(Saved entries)
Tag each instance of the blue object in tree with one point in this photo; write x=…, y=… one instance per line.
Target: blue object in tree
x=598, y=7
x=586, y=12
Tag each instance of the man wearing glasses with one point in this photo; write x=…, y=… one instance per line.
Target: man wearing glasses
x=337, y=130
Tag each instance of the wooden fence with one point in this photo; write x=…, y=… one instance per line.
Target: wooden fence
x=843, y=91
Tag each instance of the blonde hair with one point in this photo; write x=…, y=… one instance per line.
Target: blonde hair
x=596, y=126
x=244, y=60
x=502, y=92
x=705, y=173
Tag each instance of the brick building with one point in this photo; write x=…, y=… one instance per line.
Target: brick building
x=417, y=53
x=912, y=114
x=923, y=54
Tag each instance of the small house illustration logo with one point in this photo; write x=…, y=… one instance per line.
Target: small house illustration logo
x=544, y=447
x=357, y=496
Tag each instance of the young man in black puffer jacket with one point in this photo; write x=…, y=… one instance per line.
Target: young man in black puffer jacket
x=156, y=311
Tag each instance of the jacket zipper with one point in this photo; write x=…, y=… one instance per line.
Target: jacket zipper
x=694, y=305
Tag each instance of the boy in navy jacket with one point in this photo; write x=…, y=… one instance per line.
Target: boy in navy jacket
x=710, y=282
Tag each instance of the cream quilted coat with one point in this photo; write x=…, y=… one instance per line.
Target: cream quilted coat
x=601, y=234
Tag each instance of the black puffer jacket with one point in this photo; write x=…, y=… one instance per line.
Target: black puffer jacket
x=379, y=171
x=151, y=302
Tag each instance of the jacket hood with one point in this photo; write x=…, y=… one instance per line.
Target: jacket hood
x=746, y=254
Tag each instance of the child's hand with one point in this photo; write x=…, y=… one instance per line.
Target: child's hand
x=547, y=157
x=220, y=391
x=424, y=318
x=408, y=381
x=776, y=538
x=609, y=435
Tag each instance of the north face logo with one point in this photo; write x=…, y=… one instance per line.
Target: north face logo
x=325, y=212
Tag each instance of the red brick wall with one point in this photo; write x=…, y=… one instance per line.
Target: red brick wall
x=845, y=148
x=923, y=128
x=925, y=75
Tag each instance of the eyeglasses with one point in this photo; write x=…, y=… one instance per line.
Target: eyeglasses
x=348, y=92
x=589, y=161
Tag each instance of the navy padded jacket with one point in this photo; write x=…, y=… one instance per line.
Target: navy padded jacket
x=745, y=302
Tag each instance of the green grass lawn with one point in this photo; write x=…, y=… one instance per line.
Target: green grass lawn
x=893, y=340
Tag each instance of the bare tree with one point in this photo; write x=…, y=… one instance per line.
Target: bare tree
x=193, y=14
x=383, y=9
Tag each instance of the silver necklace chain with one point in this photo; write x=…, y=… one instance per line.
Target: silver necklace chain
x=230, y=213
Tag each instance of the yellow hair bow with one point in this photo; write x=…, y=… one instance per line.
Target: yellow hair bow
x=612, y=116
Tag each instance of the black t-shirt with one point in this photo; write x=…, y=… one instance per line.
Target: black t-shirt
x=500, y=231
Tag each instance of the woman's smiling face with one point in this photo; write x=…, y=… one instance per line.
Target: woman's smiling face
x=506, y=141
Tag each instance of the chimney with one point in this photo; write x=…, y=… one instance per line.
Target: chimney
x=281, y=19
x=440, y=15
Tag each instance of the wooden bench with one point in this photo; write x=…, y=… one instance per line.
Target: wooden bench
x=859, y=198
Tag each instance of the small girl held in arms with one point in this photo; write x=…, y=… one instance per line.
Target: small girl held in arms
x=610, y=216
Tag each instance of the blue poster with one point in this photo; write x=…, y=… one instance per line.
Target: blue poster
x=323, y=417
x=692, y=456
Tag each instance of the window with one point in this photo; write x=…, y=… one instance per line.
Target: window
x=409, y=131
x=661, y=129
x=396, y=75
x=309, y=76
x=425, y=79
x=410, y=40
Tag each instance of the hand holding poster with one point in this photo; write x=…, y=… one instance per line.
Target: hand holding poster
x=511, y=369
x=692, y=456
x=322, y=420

Exercise
After reading through the records, retype all of them exactly.

Written answer
Tag each instance of the blue object in tree with one point in this photo; write x=…, y=… one instance per line.
Target: blue object in tree
x=598, y=7
x=586, y=12
Tag each instance of the man wearing glasses with one point in this photo; write x=…, y=… one instance per line.
Target: man wearing glasses
x=337, y=130
Tag each instance of the wooden fence with one point in this photo; write x=…, y=… one instance per line.
Target: wooden fence
x=843, y=91
Tag each instance of the blonde hair with one point in this photo; write x=…, y=… one instance per line.
Target: blonde hair
x=596, y=126
x=244, y=60
x=502, y=92
x=705, y=173
Tag each instance of the brick building with one point in this photo; write x=…, y=… one instance per line.
Target: brick building
x=417, y=53
x=912, y=114
x=923, y=54
Tag each instance of the small house illustration logo with one point in this photo; write x=…, y=… one instance per line.
Target: small house illustration logo
x=544, y=447
x=357, y=496
Tag each instance of the young man in black puffer jacket with one point in this photo; write x=…, y=… one instance per line.
Target: young man in black puffer jacket
x=156, y=311
Tag each instance of the jacket zipper with one point in this photo; write x=…, y=… one instance per line.
Target: jacket zipper
x=694, y=305
Tag each instance of the boy in navy jacket with one point in this photo; write x=…, y=… one instance per line.
Target: boy in navy jacket
x=710, y=282
Tag each instance of the cream quilted coat with one point in this photo; write x=…, y=… one instance per line.
Target: cream quilted coat
x=601, y=234
Tag each instance of the black puffer jacket with one point in this photo; write x=…, y=… one instance per line.
Target: black puffer jacket
x=379, y=171
x=151, y=302
Tag each instance of the jacket hood with one point in this photo; write x=…, y=… one instance per line.
Target: jacket hood
x=746, y=254
Tag each instance of the child's hand with one point in this photo; write x=…, y=… one instance per line.
Target: child's hand
x=547, y=157
x=220, y=391
x=424, y=318
x=408, y=381
x=776, y=538
x=609, y=435
Tag each instance of the north face logo with one point in this photo; write x=…, y=… one instance per line.
Target: north face logo
x=325, y=212
Tag each instance of the red brick wall with one point in this photo; write x=…, y=… one instance per line.
Target: red brick wall
x=845, y=148
x=923, y=128
x=925, y=75
Tag each instance of the eyeglasses with one point in this photo; write x=…, y=… one instance per line.
Target: eyeglasses
x=348, y=92
x=589, y=161
Tag each instance of the navy padded jacket with one point in this photo; write x=…, y=… one instance per line.
Target: navy padded jacket
x=745, y=302
Tag each instance of the green grass lawn with one point in this photo; write x=…, y=… one instance per line.
Target: green grass lawn
x=893, y=340
Tag each instance of the bare tree with one point in this photo; write x=…, y=… one instance per line.
Target: bare tree
x=193, y=14
x=383, y=9
Tag each instance of the silver necklace chain with one point in this photo; write x=…, y=… one instance per line.
Target: silver necklace chain
x=230, y=213
Tag each instance of the yellow hair bow with one point in this photo; write x=…, y=… one instance per line.
Target: yellow hair bow
x=612, y=116
Tag each instance of the black t-shirt with one point in this photo; write x=…, y=… one instance per line.
Target: black t-shirt
x=500, y=231
Tag each instance of the woman's smiling face with one point in this photo; write x=…, y=… one instance per line.
Target: woman's smiling face
x=506, y=141
Tag each instance of the chimney with one point in this photo; write x=…, y=… one instance per line.
Target: chimney
x=281, y=19
x=440, y=15
Tag each instance of the wooden bench with one point in this photo; write x=…, y=… one instance per line.
Target: wooden bench
x=859, y=198
Tag each instance of the small girl held in arms with one point in this photo; write x=…, y=… one instance per line.
Target: small girl held in arms
x=610, y=216
Tag each instance of the blue poster with one point in this photo; write x=…, y=… one instance per line.
Target: blue poster
x=323, y=417
x=692, y=456
Tag each instance of the window with one point in this photo; write x=…, y=… one instance per line.
Target: window
x=409, y=131
x=661, y=129
x=396, y=75
x=309, y=76
x=425, y=79
x=410, y=40
Tag each instance of the hand holding poster with one point in this photo; write x=…, y=… one instance per line.
Target: hand holding poster
x=511, y=369
x=692, y=456
x=322, y=420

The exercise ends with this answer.